__Point annotation records__
>> Start

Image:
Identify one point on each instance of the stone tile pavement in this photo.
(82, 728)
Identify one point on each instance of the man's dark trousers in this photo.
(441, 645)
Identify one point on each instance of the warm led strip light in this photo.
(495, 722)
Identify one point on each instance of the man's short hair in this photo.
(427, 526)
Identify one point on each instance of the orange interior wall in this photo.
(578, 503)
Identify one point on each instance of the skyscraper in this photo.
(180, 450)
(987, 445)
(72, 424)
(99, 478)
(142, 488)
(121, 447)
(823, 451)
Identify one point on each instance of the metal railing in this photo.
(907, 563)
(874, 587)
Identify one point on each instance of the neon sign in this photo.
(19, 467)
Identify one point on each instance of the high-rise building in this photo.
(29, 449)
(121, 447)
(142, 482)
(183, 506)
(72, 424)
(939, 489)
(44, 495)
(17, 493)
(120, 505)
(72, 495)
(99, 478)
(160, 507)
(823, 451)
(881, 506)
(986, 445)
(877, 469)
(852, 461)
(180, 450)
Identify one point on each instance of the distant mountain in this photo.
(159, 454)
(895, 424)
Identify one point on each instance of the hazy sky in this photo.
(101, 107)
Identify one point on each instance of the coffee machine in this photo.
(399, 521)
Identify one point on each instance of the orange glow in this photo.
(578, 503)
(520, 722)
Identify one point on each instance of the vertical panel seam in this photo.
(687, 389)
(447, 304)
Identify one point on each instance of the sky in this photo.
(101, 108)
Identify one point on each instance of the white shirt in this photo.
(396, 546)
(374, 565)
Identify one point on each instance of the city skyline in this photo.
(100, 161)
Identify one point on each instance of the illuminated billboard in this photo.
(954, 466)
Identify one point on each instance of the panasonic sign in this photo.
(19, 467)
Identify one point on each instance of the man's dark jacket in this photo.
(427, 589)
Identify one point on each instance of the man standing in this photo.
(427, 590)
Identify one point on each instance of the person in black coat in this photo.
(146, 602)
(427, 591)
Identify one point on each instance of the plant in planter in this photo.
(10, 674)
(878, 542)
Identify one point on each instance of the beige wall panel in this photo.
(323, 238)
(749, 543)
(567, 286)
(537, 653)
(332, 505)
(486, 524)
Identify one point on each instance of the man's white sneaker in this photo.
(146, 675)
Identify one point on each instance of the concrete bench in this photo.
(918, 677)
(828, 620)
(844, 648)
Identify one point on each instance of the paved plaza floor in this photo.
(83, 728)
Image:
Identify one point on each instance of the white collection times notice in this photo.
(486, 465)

>> End

__Exercise objective__
Return the lines from the line containing "Identify one point on each instance of the plant" to the end of the entries above, exactly as they appear and with no other output.

__Worked answer__
Identify one point on each instance of the plant in planter in this photo.
(10, 674)
(878, 542)
Identify one point on each instance of the beige wall panel in this photo.
(323, 238)
(749, 543)
(567, 286)
(537, 653)
(332, 505)
(486, 524)
Identify one point on each instance of the man's white sneaker in this photo.
(146, 675)
Identify one point on each instance of the concrete bench in this photo.
(918, 677)
(828, 620)
(844, 648)
Identify one point on each instance of the paved plaza floor in this photo.
(83, 728)
Image:
Identify one point on each instance of the white collection times notice in this photo.
(486, 465)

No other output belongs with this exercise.